TEXTO FORNECIDO.
------------------------------------

Em Maputo, instalado, cruzou os caminhos com Raquel Nobre que fundara uma empresa de comunicação e precisou dos préstimos de Rui, como jornalista. Aliás, antes de tudo o que se sabe da sua vida actual, Rui foi durante vários anos um quadro do semanário português Expresso, portanto, as suas referências eram as melhores.
“O Rui foi contratado para Qideia, mas acho que ao fim de uma semana percebi que ele não ia ter nenhum contributo para a empresa. Eu acho que eu e o Rui encontramo-nos para criar este projecto. Foi esse propósito de nos termos conhecido, sem sabermos na altura. Eu e o Rui trabalhamos juntos seis anos e ele fez coisas extraordinários. O que posso dizer que é que foi orgânico, foi natural e aconteceu.”
Raquel Nobre é fundadora da Qideia, importante para a criação do Maputo Fast Forward (MFF). Em 2016, a pretexto de celebrar o dia mundial da criatividade, arrancou o que nos anos a seguir veio a ser o MFF no modelo que se conhece. Um festival de criatividade, inovação entre outras coisas.
A preocupação do Rui estava na promoção do conhecimento em geral, da literatura, às artes visuais, do audiovisual, da arquitetura, da tecnologia e de ideias diferentes, experimentais para muitos, mas para si, na sua forma de olhar para as coisas, já estava concebido e certo que é a tendência.
Raquel Nobre descreve Rui, como um ser incapaz de ficar sossegado, mesmo quando parecia estar calmo e introspectivo, por mais que parecesse que o precipício do seu mundo de imaginações estava à beira, ele avançava para construir outros caminhos. Sempre a procura de conhecer novas coisas, de conhecer novas pessoas ou, ainda, de extrair o melhor delas.
Aliás, a Sara, recorda-se de o ver dias e horas dedicando-se, religiosamente a leitura, a pesquisa, o que lhe conferia uma certa facilidade de socialização. Facilmente criava conexões e parcerias entre criativos moçambicanos e do mundo, através do MFF, mesmo diante de orçamentos magros, quase impossíveis.

------------------------------------

CONJUNTO DE REGISTOS.
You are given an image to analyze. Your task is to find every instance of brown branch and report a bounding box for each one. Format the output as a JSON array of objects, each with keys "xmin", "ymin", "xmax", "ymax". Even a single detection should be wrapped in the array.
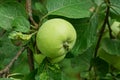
[
  {"xmin": 0, "ymin": 47, "xmax": 25, "ymax": 77},
  {"xmin": 26, "ymin": 0, "xmax": 38, "ymax": 29},
  {"xmin": 27, "ymin": 48, "xmax": 34, "ymax": 72}
]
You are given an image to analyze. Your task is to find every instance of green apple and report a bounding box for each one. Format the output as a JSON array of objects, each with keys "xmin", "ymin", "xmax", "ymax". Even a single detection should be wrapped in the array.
[
  {"xmin": 34, "ymin": 54, "xmax": 46, "ymax": 65},
  {"xmin": 98, "ymin": 48, "xmax": 120, "ymax": 70},
  {"xmin": 36, "ymin": 18, "xmax": 76, "ymax": 63}
]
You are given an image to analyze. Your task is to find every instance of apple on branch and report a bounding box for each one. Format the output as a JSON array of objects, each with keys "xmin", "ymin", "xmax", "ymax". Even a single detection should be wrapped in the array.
[{"xmin": 36, "ymin": 18, "xmax": 77, "ymax": 63}]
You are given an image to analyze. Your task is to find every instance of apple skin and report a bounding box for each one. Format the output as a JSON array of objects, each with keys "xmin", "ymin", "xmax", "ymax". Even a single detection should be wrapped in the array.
[
  {"xmin": 98, "ymin": 48, "xmax": 120, "ymax": 70},
  {"xmin": 49, "ymin": 54, "xmax": 66, "ymax": 63},
  {"xmin": 36, "ymin": 18, "xmax": 77, "ymax": 62}
]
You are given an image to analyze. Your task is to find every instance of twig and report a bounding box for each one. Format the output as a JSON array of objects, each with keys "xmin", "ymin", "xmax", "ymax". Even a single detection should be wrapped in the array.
[
  {"xmin": 27, "ymin": 48, "xmax": 34, "ymax": 72},
  {"xmin": 107, "ymin": 20, "xmax": 115, "ymax": 39},
  {"xmin": 94, "ymin": 1, "xmax": 110, "ymax": 57},
  {"xmin": 0, "ymin": 47, "xmax": 25, "ymax": 77},
  {"xmin": 26, "ymin": 0, "xmax": 38, "ymax": 29}
]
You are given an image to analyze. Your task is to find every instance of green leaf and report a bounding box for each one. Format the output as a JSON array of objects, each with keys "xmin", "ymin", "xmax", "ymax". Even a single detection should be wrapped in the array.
[
  {"xmin": 71, "ymin": 17, "xmax": 98, "ymax": 55},
  {"xmin": 12, "ymin": 16, "xmax": 30, "ymax": 33},
  {"xmin": 110, "ymin": 0, "xmax": 120, "ymax": 21},
  {"xmin": 9, "ymin": 31, "xmax": 34, "ymax": 40},
  {"xmin": 0, "ymin": 78, "xmax": 13, "ymax": 80},
  {"xmin": 46, "ymin": 0, "xmax": 92, "ymax": 18},
  {"xmin": 101, "ymin": 38, "xmax": 120, "ymax": 55},
  {"xmin": 0, "ymin": 2, "xmax": 27, "ymax": 30}
]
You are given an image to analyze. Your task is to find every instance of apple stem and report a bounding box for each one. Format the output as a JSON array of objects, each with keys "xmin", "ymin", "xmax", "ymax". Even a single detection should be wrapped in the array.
[{"xmin": 63, "ymin": 42, "xmax": 69, "ymax": 51}]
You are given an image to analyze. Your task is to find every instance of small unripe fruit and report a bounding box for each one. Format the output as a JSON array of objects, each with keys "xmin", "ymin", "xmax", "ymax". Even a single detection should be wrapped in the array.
[{"xmin": 36, "ymin": 18, "xmax": 76, "ymax": 62}]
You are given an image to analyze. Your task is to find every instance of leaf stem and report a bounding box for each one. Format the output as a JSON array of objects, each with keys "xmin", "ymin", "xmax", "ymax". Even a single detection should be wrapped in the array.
[
  {"xmin": 26, "ymin": 0, "xmax": 38, "ymax": 29},
  {"xmin": 94, "ymin": 0, "xmax": 110, "ymax": 57}
]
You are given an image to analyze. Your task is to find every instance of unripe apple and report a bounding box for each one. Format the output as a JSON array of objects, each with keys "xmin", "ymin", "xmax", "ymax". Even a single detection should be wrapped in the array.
[
  {"xmin": 98, "ymin": 48, "xmax": 120, "ymax": 70},
  {"xmin": 36, "ymin": 18, "xmax": 76, "ymax": 61}
]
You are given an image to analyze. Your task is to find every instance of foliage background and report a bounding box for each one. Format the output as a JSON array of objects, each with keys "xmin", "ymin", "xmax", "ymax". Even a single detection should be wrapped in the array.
[{"xmin": 0, "ymin": 0, "xmax": 120, "ymax": 80}]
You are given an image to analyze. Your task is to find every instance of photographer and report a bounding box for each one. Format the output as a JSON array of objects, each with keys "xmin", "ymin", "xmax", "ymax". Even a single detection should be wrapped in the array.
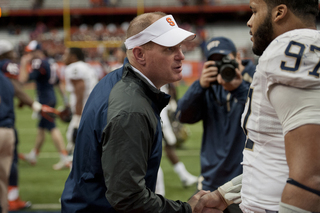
[{"xmin": 177, "ymin": 37, "xmax": 255, "ymax": 212}]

------------------------------------

TAREFA 1.
No texto sobre Rui e o Maputo Fast Forward, em que ano arrancou o que viria a ser o MFF?
TAREFA 2.
Reproduza o trecho do texto sobre Rui e o Maputo Fast Forward desde "Em Maputo, instalado, cruzou" até "eram as melhores.", inclusive.
TAREFA 3.
Prossiga o texto sobre Rui e o Maputo Fast Forward a partir do ponto em que termina.
Os registos são material à parte, independente do texto.

RESPOSTA 1.
Em 2016.

RESPOSTA 2.
Em Maputo, instalado, cruzou os caminhos com Raquel Nobre que fundara uma empresa de comunicação e precisou dos préstimos de Rui, como jornalista. Aliás, antes de tudo o que se sabe da sua vida actual, Rui foi durante vários anos um quadro do semanário português Expresso, portanto, as suas referências eram as melhores.

RESPOSTA 3.
“Cada vez que ele conhecia alguém, vinha excitadíssimo para o escritório. Todos os dias ele conhecia uma pessoa fantástica. Ele apaixonava-se todos os dias. E cada pessoa que ele conhecia, dentro das áreas artísticas, estava sempre a procura de como encaixa-la com as coisas que nós estávamos a fazer. E todos os anos tínhamos um plano de dez e acabávamos com mil. Mas sempre dava certo”, recorda Raquel.
E no meio da sua inquieta mentalidade, o MFF evoluiu para um festival que, como ele próprio afirmava, apesar de não estar certo disso, que ligava Maputo ao mundo. Veio a pandemia e Rui soube reinventar-se e colocar o evento num patamar ainda mais apreciável para quem visse de fora. Não é por acaso que vários foram os nomes de prestígio que aceitaram os seus convites para integrar a programação.
A morte surpreendeu-o num cenário em que o MFF ia dar um grande salto qualitativo, mas a níveis ainda mais expressivos no projecto editorial que iniciou com o RADAR, a newsletter semanal feito pessoalmente pelo Rui e distribuído semanalmente. Até o último momento, confirma Sara, o programador e curador não deixou de pensar no MFF e no que se preparava para acontecer, procurando articular sempre com os restantes colaboradores do festival.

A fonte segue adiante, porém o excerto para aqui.